**Written request**
Count the lines below that contain the string "raspberries" and give only the number.

Rows from a dataset:
-*-*-
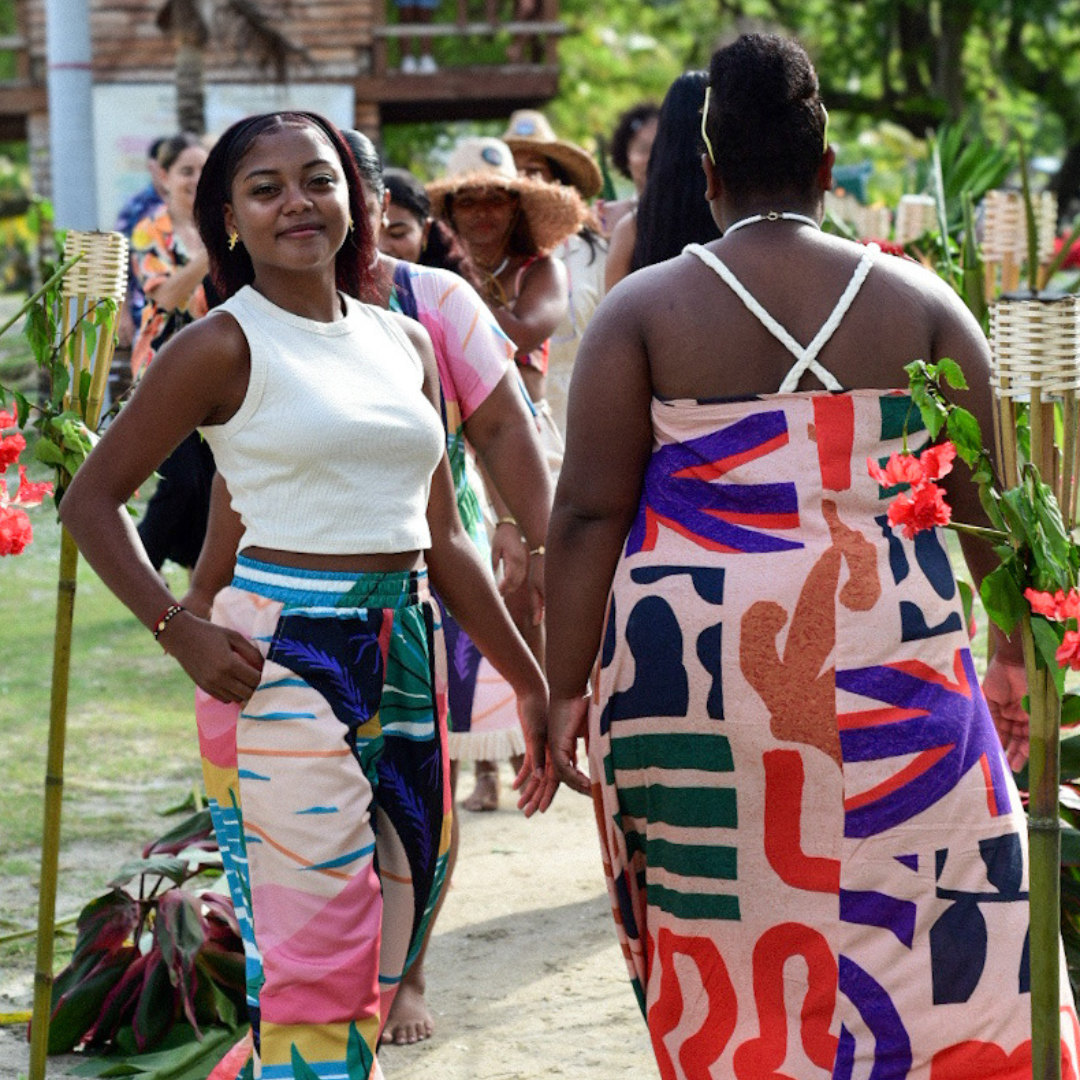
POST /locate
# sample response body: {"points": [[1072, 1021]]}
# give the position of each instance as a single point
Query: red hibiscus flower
{"points": [[10, 449], [1068, 651], [900, 469], [1056, 606], [30, 495], [15, 530], [921, 509]]}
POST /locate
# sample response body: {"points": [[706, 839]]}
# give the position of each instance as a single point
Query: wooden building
{"points": [[488, 65]]}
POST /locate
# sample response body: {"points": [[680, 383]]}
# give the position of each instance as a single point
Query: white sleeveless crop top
{"points": [[335, 444]]}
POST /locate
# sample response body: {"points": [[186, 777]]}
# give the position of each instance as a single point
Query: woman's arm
{"points": [[609, 441], [468, 589], [620, 252], [504, 435], [199, 377], [540, 306], [217, 559], [960, 338]]}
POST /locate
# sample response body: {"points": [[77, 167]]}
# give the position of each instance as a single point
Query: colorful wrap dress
{"points": [[472, 354], [815, 853]]}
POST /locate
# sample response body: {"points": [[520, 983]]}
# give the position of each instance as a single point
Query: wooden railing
{"points": [[530, 41]]}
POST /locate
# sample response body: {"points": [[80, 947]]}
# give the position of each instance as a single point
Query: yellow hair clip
{"points": [[704, 121]]}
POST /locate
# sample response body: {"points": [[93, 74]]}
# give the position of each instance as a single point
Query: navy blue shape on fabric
{"points": [[932, 557], [898, 561], [707, 581], [892, 1045], [868, 908], [607, 650], [958, 940], [845, 1062], [660, 687], [339, 658], [914, 628], [957, 952], [710, 652]]}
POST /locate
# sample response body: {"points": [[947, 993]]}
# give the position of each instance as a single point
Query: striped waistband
{"points": [[342, 589]]}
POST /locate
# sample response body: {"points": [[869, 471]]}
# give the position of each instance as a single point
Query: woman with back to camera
{"points": [[815, 851], [329, 794], [672, 211], [631, 146]]}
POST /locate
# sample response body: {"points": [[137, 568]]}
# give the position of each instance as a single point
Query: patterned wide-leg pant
{"points": [[331, 800]]}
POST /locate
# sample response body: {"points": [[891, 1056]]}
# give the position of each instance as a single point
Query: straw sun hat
{"points": [[529, 132], [552, 212]]}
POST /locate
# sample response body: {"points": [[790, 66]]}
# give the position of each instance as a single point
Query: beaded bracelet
{"points": [[171, 612]]}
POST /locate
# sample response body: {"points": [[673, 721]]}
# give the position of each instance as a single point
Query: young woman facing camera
{"points": [[329, 794]]}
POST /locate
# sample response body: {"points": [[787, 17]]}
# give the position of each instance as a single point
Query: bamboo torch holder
{"points": [[99, 274], [1036, 359], [1004, 238]]}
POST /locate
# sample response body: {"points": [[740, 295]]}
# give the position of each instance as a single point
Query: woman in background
{"points": [[540, 156], [672, 211], [329, 793], [631, 147], [169, 262], [814, 849]]}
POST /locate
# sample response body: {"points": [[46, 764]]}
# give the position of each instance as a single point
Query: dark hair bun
{"points": [[766, 120]]}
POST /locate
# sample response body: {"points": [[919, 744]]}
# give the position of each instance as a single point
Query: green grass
{"points": [[131, 738]]}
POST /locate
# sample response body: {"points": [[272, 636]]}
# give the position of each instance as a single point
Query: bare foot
{"points": [[409, 1020], [485, 795]]}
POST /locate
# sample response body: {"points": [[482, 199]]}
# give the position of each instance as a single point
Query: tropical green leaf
{"points": [[84, 380], [966, 434], [49, 453], [105, 923], [1002, 599], [167, 866], [179, 931], [157, 1004], [950, 372], [76, 1011]]}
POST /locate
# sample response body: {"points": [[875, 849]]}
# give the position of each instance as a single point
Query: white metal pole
{"points": [[70, 113]]}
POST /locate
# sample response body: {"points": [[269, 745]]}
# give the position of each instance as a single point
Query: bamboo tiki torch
{"points": [[1036, 347], [99, 275]]}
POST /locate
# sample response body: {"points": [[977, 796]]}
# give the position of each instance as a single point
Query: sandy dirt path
{"points": [[525, 976]]}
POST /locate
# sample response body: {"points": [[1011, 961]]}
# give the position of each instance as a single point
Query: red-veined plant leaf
{"points": [[75, 1013], [105, 923], [156, 1011], [179, 933], [119, 1006], [189, 833]]}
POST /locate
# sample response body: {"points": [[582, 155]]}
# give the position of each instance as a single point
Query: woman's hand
{"points": [[220, 661], [1004, 687], [536, 783], [566, 725], [509, 551]]}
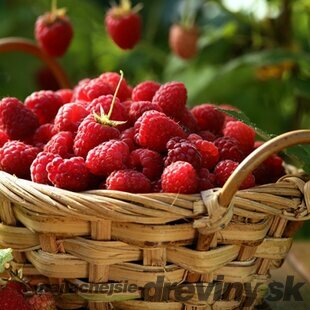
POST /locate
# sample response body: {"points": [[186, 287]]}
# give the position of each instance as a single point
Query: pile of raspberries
{"points": [[149, 141]]}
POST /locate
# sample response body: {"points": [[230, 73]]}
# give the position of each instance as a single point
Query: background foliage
{"points": [[256, 58]]}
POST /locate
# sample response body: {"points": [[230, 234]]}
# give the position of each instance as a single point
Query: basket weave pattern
{"points": [[112, 237]]}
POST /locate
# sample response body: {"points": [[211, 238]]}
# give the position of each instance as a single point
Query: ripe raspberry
{"points": [[171, 97], [65, 94], [38, 167], [44, 301], [154, 129], [90, 134], [184, 151], [61, 144], [43, 134], [70, 174], [209, 118], [209, 153], [104, 102], [112, 79], [16, 158], [53, 33], [128, 181], [16, 120], [44, 104], [188, 121], [3, 138], [107, 157], [207, 180], [139, 107], [124, 26], [149, 162], [229, 148], [145, 91], [241, 132], [179, 177], [69, 117], [225, 168], [183, 41], [11, 299], [128, 136]]}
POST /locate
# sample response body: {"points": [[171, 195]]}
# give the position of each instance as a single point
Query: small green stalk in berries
{"points": [[123, 24], [53, 31]]}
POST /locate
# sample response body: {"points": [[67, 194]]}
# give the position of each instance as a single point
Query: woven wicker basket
{"points": [[116, 250]]}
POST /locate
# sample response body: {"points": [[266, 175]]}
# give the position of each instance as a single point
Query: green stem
{"points": [[115, 94]]}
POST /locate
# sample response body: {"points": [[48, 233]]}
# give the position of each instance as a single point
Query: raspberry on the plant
{"points": [[225, 168], [69, 117], [154, 129], [38, 167], [61, 144], [241, 132], [229, 148], [145, 91], [70, 174], [16, 120], [107, 157], [149, 162], [179, 177], [44, 104], [209, 118], [171, 97], [128, 180], [16, 158], [54, 32]]}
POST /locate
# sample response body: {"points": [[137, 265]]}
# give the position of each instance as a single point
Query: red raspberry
{"points": [[3, 138], [43, 134], [179, 177], [70, 174], [139, 107], [171, 97], [65, 94], [124, 26], [16, 120], [107, 157], [112, 79], [90, 134], [44, 104], [38, 167], [188, 121], [145, 91], [207, 180], [69, 117], [154, 129], [149, 162], [241, 132], [128, 136], [184, 151], [104, 102], [16, 158], [209, 153], [54, 33], [61, 144], [128, 181], [229, 148], [209, 118], [225, 168]]}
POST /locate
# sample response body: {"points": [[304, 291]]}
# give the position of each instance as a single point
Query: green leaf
{"points": [[5, 257]]}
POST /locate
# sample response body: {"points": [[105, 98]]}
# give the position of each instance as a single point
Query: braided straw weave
{"points": [[110, 237]]}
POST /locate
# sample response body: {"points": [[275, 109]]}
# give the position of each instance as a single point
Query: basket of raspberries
{"points": [[112, 193]]}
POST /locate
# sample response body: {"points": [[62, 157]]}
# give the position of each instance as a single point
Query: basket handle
{"points": [[257, 157], [13, 44]]}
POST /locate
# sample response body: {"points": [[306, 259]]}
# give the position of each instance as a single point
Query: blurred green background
{"points": [[253, 54]]}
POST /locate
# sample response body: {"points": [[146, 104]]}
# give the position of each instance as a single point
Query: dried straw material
{"points": [[112, 238]]}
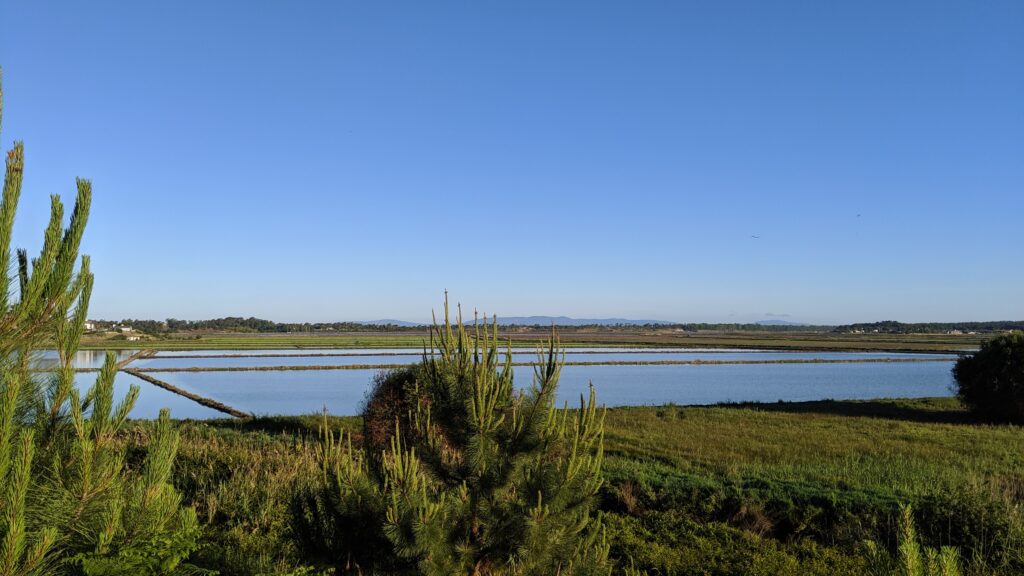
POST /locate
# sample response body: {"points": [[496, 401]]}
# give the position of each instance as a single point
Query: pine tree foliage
{"points": [[476, 478], [915, 560], [70, 503]]}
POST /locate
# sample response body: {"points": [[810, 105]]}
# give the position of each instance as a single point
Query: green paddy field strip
{"points": [[525, 364], [816, 341]]}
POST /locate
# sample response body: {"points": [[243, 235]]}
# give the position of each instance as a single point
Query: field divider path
{"points": [[519, 352], [327, 367], [209, 403], [140, 355]]}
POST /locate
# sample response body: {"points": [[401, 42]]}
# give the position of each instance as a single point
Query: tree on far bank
{"points": [[991, 380]]}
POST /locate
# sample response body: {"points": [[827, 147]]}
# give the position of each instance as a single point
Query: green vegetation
{"points": [[806, 488], [991, 381], [460, 474], [534, 338], [72, 498]]}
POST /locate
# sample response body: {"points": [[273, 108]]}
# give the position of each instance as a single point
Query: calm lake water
{"points": [[342, 392]]}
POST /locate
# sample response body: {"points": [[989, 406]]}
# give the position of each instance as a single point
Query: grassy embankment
{"points": [[781, 340], [758, 489]]}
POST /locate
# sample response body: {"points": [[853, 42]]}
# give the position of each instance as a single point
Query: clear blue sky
{"points": [[351, 160]]}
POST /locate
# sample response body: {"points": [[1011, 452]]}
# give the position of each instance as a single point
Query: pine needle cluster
{"points": [[473, 476], [70, 500]]}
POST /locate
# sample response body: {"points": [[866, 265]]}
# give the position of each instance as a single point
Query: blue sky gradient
{"points": [[329, 161]]}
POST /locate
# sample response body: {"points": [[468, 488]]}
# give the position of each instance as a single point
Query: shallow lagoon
{"points": [[342, 392]]}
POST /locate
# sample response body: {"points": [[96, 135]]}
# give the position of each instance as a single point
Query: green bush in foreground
{"points": [[70, 503], [475, 479], [991, 380]]}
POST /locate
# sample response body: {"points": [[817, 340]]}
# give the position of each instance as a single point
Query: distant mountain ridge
{"points": [[778, 323]]}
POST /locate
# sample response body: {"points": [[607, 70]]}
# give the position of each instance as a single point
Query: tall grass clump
{"points": [[70, 501], [469, 476]]}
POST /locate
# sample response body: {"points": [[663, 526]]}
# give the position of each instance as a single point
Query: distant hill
{"points": [[566, 321], [390, 322], [537, 321], [778, 323]]}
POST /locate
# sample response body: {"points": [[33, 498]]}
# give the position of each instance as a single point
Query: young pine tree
{"points": [[69, 502], [461, 474]]}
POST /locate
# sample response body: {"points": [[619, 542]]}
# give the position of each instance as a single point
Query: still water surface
{"points": [[342, 392]]}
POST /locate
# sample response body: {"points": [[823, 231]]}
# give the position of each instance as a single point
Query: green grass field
{"points": [[779, 340], [726, 490]]}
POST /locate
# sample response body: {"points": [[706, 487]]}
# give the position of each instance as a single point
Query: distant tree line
{"points": [[893, 327], [239, 324]]}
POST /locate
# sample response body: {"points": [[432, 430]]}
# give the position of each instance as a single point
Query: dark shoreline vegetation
{"points": [[939, 343], [781, 488], [261, 326], [287, 368]]}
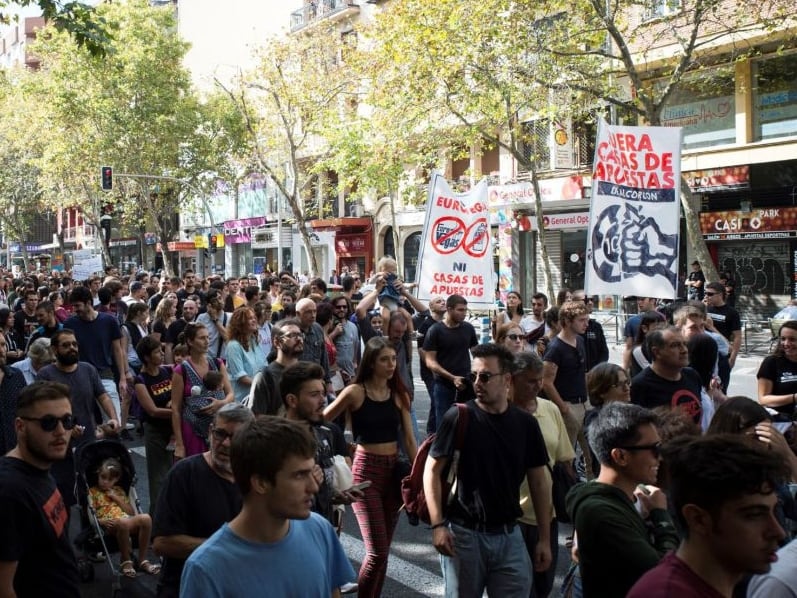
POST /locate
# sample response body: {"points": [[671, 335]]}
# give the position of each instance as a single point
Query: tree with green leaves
{"points": [[134, 109], [87, 28], [632, 56], [299, 89], [476, 71]]}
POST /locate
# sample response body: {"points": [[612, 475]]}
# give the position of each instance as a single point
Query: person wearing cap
{"points": [[12, 381], [695, 283], [137, 294], [39, 355]]}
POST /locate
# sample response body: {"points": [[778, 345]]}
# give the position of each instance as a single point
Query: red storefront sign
{"points": [[354, 244], [719, 179], [761, 223]]}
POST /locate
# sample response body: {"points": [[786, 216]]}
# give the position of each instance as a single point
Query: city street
{"points": [[413, 569]]}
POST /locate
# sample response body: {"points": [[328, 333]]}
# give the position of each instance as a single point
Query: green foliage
{"points": [[89, 29], [133, 109]]}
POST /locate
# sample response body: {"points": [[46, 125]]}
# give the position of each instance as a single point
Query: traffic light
{"points": [[106, 173]]}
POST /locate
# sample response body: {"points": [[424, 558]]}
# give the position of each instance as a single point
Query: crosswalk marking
{"points": [[398, 569]]}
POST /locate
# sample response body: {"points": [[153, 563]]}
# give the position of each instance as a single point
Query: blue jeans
{"points": [[444, 396], [498, 563], [110, 387]]}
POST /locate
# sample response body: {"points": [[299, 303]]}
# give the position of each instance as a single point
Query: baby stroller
{"points": [[93, 539]]}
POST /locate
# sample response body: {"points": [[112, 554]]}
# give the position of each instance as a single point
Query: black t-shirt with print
{"points": [[650, 390], [34, 521], [783, 374]]}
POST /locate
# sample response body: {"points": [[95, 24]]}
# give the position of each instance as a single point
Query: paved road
{"points": [[413, 569]]}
-*-*-
**Answer for this exercise**
2